Aller au contenu principal

Décisions | Tribunal administratif de première instance

1 resultats
A/2739/2023

JTAPI/267/2024 du 25.03.2024 ( ICCIFD ) , REJETE

En fait
En droit
Par ces motifs

république et

canton de genève

POUVOIR JUDICIAIRE

A/2739/2023 ICCIFD

JTAPI/267/2024

 

JUGEMENT

DU TRIBUNAL ADMINISTRATIF

DE PREMIÈRE INSTANCE

du 25 mars 2024

 

dans la cause

 

Madame A______, représentée par WHAT'S UP SA, mandataire, avec élection de domicile

 

contre

ADMINISTRATION FISCALE CANTONALE

ADMINISTRATION FÉDÉRALE DES CONTRIBUTIONS

 


 

EN FAIT

1.             Le litige concerne l'impôt cantonal et communal (ICC) et l'impôt fédéral direct (IFD) 2013 à 2019.

§ **Exercices à réaliser**:
1. Indiquez si chacune des affirmations suivantes concorde avec le jugement, en répondant par oui ou par non et en citant les mots décisifs : (a) le jugement date du 25 mars 2024 ; (b) Madame A______ agit sans mandataire ; (c) le litige porte sur les années fiscales 2013 à 2019.
2. Reproduisez fidèlement le passage du jugement qui débute aux mots « ADMINISTRATION FISCALE CANTONALE » et s'arrête après « 2013 à 2019. ».
3. Rédigez la suite du jugement du Tribunal administratif de première instance à partir de sa dernière phrase affichée.

§ **Enregistrements d'annotations ponctuelles**:
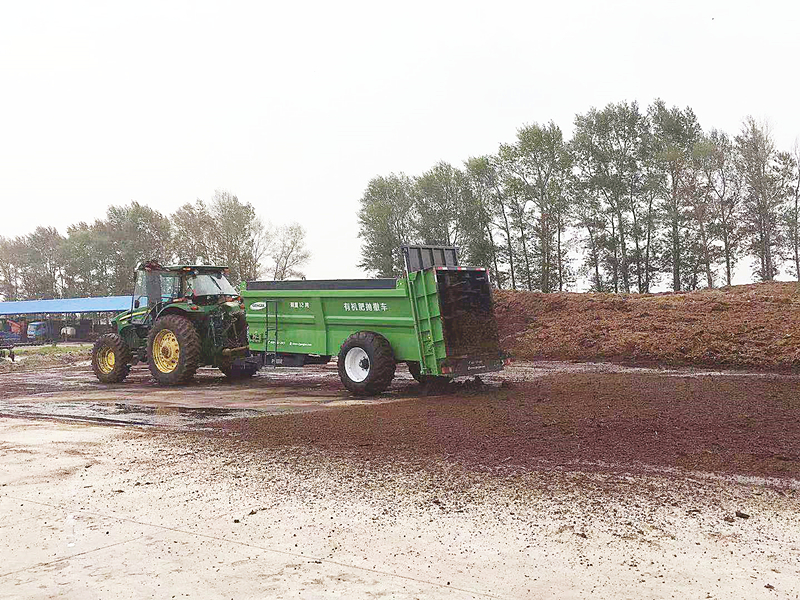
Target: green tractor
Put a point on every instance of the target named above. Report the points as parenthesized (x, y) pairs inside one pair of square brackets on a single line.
[(181, 318)]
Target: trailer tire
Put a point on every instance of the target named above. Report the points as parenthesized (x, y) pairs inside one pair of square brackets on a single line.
[(111, 358), (176, 355), (426, 380), (366, 363)]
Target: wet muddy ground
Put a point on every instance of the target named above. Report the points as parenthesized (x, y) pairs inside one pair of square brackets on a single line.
[(573, 415), (548, 480)]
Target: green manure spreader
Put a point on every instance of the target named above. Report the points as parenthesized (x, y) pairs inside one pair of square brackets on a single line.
[(438, 319)]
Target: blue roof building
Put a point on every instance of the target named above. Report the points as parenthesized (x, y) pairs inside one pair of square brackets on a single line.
[(66, 305)]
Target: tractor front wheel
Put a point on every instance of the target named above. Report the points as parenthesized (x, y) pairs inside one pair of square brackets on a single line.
[(366, 363), (111, 358), (173, 350)]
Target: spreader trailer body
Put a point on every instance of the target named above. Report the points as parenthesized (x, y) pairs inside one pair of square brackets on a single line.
[(438, 319)]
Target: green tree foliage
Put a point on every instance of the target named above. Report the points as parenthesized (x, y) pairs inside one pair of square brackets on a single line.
[(637, 198), (766, 175), (98, 259), (289, 252), (386, 221), (226, 231)]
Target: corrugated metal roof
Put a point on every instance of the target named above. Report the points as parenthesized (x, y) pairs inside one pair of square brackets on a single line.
[(66, 305)]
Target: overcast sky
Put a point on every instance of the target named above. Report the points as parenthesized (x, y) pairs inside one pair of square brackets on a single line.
[(294, 106)]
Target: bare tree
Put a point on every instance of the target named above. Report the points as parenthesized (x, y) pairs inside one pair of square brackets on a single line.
[(289, 252)]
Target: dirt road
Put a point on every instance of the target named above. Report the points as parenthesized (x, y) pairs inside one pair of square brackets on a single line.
[(553, 480)]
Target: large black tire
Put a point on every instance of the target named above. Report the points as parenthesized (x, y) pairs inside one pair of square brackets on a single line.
[(366, 363), (111, 358), (177, 354), (237, 369), (426, 380)]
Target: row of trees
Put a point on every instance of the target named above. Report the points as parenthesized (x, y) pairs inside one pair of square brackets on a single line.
[(98, 259), (635, 199)]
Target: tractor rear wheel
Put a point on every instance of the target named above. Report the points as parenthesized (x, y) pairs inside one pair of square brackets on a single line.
[(111, 358), (366, 363), (173, 350)]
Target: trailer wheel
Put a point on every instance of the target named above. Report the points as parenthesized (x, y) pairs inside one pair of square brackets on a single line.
[(111, 358), (173, 350), (366, 363), (426, 380)]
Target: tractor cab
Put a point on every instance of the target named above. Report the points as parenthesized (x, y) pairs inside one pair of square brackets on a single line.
[(157, 286), (182, 317)]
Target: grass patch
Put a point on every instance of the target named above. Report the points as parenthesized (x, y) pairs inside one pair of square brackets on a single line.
[(51, 350)]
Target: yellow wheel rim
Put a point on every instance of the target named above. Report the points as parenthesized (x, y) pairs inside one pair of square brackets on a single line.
[(106, 360), (166, 351)]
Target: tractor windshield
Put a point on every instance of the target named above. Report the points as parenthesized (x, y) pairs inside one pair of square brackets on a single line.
[(209, 284)]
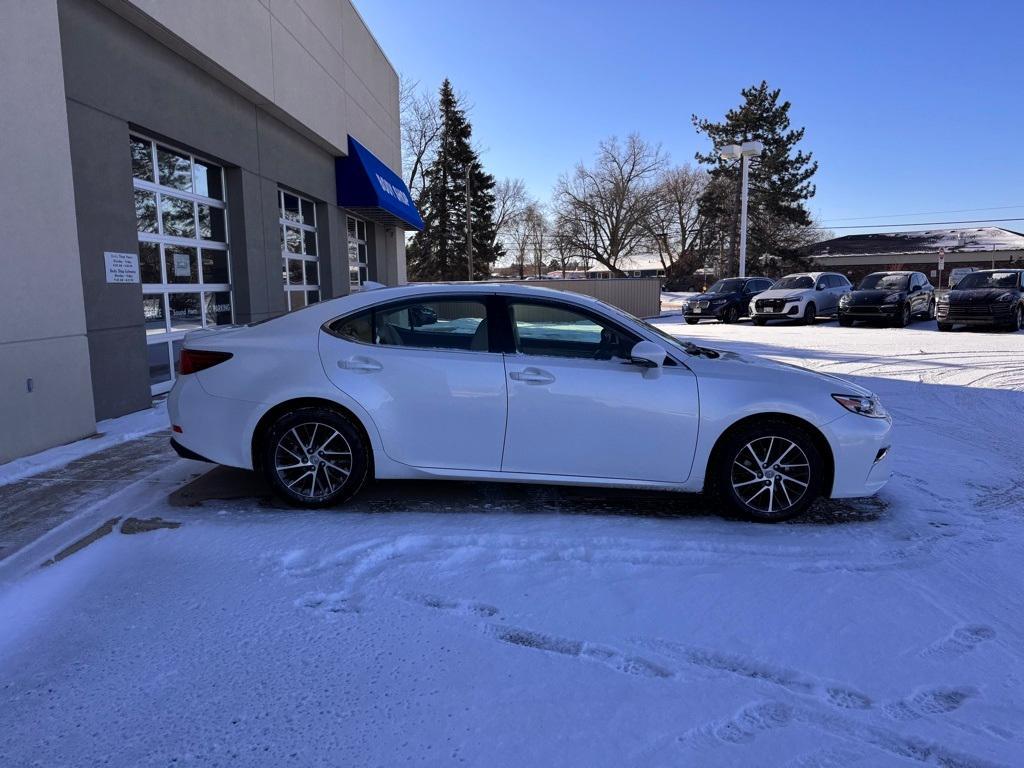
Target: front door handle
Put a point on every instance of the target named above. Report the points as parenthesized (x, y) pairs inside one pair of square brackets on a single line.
[(531, 376), (360, 365)]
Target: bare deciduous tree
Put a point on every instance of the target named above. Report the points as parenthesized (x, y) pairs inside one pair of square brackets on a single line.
[(608, 203), (421, 127), (510, 201)]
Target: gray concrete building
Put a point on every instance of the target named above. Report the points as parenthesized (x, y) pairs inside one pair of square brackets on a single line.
[(170, 166)]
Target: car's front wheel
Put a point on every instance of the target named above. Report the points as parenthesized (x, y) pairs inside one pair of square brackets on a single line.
[(314, 457), (767, 471)]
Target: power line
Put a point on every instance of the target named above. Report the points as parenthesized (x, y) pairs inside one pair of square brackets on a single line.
[(919, 223), (925, 213)]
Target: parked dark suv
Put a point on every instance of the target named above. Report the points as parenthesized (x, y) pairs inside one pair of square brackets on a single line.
[(894, 298), (726, 300), (988, 297)]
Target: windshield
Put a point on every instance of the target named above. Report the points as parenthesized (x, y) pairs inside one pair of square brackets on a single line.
[(987, 280), (883, 282), (733, 285), (795, 281)]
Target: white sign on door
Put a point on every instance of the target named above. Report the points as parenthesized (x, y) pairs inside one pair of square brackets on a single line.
[(182, 265), (121, 267)]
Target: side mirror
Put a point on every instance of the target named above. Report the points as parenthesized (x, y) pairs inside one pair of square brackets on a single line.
[(647, 354)]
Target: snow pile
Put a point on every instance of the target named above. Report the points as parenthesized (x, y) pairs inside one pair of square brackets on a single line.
[(109, 432)]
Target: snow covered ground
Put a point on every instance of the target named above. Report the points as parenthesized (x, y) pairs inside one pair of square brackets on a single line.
[(520, 627)]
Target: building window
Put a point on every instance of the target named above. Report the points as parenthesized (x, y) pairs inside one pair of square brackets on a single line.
[(356, 253), (181, 218), (299, 249)]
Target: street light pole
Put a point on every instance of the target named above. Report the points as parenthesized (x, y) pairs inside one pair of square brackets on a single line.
[(743, 152)]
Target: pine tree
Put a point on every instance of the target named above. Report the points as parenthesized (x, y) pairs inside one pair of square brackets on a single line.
[(779, 181), (438, 253)]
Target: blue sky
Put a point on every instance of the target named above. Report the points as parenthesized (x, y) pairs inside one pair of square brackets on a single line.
[(909, 107)]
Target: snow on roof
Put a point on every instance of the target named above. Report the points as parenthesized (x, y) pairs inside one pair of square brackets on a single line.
[(928, 241)]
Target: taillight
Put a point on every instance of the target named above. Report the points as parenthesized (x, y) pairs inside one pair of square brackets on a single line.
[(193, 360)]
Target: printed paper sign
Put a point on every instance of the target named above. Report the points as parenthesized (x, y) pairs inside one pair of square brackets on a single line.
[(121, 267), (182, 265)]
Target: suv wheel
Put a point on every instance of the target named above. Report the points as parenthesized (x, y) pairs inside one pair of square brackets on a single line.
[(314, 457), (768, 471), (810, 313)]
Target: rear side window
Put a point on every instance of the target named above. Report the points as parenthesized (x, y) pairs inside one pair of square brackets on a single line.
[(453, 324), (558, 332)]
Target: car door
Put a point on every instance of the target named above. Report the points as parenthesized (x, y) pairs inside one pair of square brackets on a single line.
[(578, 407), (424, 372)]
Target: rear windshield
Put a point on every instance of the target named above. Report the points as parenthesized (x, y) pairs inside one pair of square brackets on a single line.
[(795, 281), (988, 280), (727, 286), (884, 282)]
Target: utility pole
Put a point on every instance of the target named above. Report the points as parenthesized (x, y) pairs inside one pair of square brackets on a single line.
[(469, 228)]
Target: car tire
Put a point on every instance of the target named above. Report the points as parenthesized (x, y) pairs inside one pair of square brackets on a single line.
[(738, 480), (903, 318), (320, 441)]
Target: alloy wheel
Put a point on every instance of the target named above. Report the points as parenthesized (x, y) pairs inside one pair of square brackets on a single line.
[(312, 460), (770, 474)]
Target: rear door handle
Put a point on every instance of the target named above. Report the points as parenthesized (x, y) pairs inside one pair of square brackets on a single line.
[(360, 365), (531, 376)]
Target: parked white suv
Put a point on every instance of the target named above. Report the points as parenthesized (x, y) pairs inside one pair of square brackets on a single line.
[(804, 296)]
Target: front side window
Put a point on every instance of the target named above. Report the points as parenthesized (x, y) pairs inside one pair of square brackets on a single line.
[(181, 220), (557, 332), (299, 250), (454, 324)]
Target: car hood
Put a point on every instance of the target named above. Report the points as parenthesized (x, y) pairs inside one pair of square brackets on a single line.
[(977, 295), (784, 293), (873, 297), (713, 296)]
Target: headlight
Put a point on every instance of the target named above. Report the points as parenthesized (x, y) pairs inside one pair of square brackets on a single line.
[(869, 407)]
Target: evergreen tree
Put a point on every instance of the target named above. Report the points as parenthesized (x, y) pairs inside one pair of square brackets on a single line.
[(438, 253), (779, 182)]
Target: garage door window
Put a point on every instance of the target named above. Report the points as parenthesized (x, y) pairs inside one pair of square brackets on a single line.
[(299, 250), (181, 219)]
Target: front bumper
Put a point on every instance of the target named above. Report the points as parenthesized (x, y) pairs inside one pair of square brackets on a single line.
[(862, 453), (976, 314), (869, 311)]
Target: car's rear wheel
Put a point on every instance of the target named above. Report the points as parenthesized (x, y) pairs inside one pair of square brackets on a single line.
[(768, 471), (314, 457)]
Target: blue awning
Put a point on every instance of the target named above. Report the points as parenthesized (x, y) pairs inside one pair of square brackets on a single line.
[(370, 188)]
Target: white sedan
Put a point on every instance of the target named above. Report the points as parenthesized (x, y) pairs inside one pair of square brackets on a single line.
[(522, 384)]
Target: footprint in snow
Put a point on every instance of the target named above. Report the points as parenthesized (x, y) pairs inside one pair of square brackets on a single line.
[(930, 701), (962, 640)]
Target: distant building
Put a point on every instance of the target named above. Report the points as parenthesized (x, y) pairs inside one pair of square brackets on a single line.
[(857, 255)]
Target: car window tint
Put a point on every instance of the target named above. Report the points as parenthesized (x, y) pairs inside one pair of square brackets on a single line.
[(556, 332), (454, 324), (356, 328)]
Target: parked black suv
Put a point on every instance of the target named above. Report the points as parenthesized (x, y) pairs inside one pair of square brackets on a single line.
[(726, 300), (988, 297), (895, 298)]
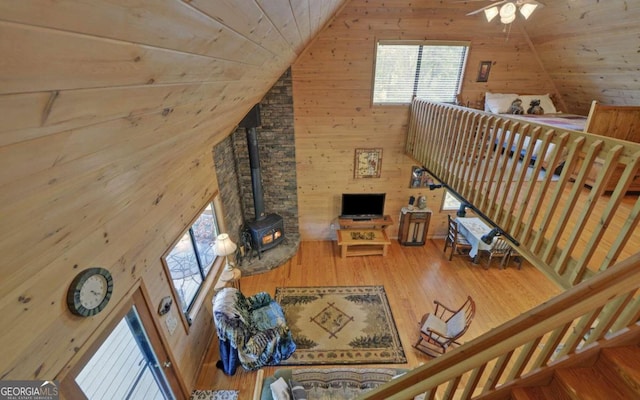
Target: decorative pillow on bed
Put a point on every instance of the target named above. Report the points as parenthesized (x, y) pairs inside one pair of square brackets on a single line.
[(545, 102), (498, 103), (297, 390), (280, 390)]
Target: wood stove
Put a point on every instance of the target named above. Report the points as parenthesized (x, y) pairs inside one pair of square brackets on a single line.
[(267, 230)]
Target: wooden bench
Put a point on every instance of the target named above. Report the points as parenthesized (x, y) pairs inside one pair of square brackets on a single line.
[(362, 242)]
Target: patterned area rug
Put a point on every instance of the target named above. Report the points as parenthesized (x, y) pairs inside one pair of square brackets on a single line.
[(214, 395), (342, 383), (341, 325)]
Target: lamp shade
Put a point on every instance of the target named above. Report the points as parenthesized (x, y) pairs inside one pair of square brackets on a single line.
[(527, 9), (491, 13), (224, 246)]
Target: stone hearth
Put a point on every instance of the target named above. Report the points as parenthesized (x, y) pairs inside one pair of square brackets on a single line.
[(271, 258)]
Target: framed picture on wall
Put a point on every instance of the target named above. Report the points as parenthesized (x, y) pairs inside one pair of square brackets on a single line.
[(418, 177), (483, 71), (368, 163)]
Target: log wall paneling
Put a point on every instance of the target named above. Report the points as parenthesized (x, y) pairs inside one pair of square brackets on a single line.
[(332, 101), (589, 50), (109, 115)]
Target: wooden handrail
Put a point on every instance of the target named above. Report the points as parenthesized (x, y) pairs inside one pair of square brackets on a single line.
[(527, 329), (463, 149), (470, 152)]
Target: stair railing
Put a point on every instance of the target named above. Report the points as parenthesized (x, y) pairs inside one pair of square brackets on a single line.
[(504, 168), (592, 311)]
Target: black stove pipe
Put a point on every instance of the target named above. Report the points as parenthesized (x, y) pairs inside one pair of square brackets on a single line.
[(250, 122)]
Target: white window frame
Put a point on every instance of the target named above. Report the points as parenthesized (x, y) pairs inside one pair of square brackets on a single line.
[(210, 270), (412, 82)]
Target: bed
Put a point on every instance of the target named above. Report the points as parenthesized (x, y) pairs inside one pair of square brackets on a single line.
[(613, 121), (500, 103)]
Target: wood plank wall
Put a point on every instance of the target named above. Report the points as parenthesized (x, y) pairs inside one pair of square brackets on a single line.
[(590, 50), (332, 101), (109, 111)]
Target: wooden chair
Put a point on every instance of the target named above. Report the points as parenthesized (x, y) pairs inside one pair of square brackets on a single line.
[(500, 248), (515, 255), (454, 239), (444, 327)]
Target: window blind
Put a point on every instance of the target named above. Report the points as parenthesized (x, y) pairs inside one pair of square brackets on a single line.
[(429, 70)]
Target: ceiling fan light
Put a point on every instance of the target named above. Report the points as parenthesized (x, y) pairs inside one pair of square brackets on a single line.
[(491, 13), (507, 11), (508, 20), (527, 9)]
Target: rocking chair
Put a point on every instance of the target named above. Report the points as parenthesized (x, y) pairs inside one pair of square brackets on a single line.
[(444, 327)]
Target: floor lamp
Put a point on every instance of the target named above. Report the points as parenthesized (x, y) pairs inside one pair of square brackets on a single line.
[(225, 247)]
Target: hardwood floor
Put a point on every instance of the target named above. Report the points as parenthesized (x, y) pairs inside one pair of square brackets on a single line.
[(413, 277)]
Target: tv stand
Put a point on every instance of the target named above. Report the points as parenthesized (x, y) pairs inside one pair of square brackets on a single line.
[(372, 223)]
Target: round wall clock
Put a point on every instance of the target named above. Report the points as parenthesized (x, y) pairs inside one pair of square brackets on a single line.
[(90, 292)]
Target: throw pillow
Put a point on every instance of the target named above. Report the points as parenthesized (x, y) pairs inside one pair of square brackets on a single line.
[(280, 390), (297, 391), (498, 103)]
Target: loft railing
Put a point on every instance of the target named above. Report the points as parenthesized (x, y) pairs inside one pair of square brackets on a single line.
[(592, 311), (556, 223), (567, 229)]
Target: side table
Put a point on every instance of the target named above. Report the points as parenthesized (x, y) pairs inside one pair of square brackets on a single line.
[(229, 278)]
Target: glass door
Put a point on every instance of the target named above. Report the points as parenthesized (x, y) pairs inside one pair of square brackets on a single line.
[(124, 365)]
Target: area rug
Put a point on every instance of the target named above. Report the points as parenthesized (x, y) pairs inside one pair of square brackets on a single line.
[(340, 325), (214, 395)]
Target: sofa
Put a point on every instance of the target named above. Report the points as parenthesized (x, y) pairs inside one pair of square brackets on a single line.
[(252, 331)]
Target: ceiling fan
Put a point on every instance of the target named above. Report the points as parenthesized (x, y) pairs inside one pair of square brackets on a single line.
[(507, 10)]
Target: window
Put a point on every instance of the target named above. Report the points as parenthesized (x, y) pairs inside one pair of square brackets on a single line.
[(429, 70), (450, 202), (189, 261)]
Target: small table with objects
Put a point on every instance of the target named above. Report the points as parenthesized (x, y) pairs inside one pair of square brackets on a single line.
[(363, 242), (473, 228)]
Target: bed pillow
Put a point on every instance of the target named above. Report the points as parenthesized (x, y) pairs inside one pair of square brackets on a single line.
[(297, 390), (280, 390), (545, 102), (499, 103)]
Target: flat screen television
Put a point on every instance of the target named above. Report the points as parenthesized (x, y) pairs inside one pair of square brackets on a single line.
[(362, 205)]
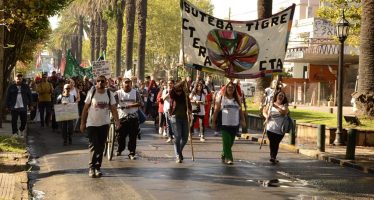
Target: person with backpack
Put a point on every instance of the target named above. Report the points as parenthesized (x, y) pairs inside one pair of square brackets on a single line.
[(45, 92), (18, 100), (198, 99), (129, 101), (230, 118), (96, 119), (66, 126), (274, 118)]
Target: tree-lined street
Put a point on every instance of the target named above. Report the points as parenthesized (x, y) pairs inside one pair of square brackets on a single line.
[(61, 172)]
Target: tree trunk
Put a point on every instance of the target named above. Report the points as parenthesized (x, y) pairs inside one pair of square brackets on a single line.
[(97, 35), (80, 39), (92, 45), (142, 32), (130, 19), (104, 34), (74, 45), (10, 57), (365, 94), (264, 9), (119, 23)]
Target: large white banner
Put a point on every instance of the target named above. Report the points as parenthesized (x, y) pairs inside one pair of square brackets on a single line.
[(238, 49)]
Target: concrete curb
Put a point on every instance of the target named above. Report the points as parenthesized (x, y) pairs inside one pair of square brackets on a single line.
[(314, 154)]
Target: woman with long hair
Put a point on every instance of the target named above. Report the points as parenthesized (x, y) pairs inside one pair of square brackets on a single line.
[(232, 116), (152, 105), (198, 97), (274, 118), (180, 109)]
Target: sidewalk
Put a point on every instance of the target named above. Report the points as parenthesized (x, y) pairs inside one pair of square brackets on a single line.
[(364, 156), (13, 177)]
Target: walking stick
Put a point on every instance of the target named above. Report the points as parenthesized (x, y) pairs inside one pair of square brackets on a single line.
[(188, 119)]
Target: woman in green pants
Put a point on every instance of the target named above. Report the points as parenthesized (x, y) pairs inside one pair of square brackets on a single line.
[(228, 104)]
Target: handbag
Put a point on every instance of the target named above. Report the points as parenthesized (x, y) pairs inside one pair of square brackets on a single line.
[(287, 124), (141, 116), (197, 110)]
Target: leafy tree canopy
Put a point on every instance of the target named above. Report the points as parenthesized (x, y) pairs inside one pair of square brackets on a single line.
[(332, 10), (29, 12)]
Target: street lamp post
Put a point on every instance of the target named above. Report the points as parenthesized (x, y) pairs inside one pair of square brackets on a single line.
[(342, 29)]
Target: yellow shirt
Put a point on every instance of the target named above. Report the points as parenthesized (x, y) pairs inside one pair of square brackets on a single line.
[(45, 91)]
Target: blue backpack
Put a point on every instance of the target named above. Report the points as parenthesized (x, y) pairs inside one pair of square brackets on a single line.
[(287, 124)]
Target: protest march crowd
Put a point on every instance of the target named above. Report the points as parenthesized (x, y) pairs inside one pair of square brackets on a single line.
[(177, 107)]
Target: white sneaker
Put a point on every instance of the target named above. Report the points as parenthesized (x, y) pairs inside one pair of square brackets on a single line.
[(21, 133)]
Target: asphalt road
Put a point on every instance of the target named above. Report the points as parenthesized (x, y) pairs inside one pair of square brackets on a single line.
[(60, 172)]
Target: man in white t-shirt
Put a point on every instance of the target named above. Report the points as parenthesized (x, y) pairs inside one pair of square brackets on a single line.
[(96, 119), (166, 97), (129, 101)]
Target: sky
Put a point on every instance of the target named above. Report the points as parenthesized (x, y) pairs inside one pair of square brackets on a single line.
[(242, 9)]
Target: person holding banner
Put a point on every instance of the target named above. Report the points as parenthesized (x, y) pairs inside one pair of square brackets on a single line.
[(129, 101), (67, 126), (230, 107), (179, 111), (96, 118)]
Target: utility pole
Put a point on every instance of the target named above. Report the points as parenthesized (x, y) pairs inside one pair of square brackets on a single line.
[(229, 13), (1, 61)]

§ **Réponses par tâche**:
1.
(a) Oui : « du 25 mars 2024 ».
(b) Non : « représentée par WHAT'S UP SA, mandataire ».
(c) Oui : « Le litige concerne l'impôt cantonal et communal (ICC) et l'impôt fédéral direct (IFD) 2013 à 2019 ».

2.
ADMINISTRATION FISCALE CANTONALE

ADMINISTRATION FÉDÉRALE DES CONTRIBUTIONS

 


 

EN FAIT

1.             Le litige concerne l'impôt cantonal et communal (ICC) et l'impôt fédéral direct (IFD) 2013 à 2019.

3.
2.             Pour les périodes fiscales 2013 à 2019, Madame A______ (ci-après : la contribuable) a été taxée d'office, faute d'avoir déposé ses déclarations fiscales.

Les revenus suivants ont été retenus par l’administration fiscale cantonale (ci-après : AFC-GE) :

Année

2013

2014

2015

2016

2017

2018

2019

Revenu imposable ICC et IFD

18'000.-

18'000.-

24'000.-

24'000.-

24'000.-

24'000.-

25'000.-

Aucune fortune imposable n'a par ailleurs été retenue.

Ces taxations sont entrées en force.

3.             Par bordereaux de taxation du 10 août 2021, l'AFC-GE a retenu, sur la base de la déclaration fiscale de la contribuable, des revenus ICC et IFD imposables de CHF 55'294.- et CHF 57'300.- pour l'année 2020. Aucune fortune n'était imposable.

4.             L'AFC-GE a informé la contribuable, le 12 octobre 2021, de l'ouverture de procédures en rappel d'impôt et en soustraction en ICC et en IFD pour les années 2013 à 2019.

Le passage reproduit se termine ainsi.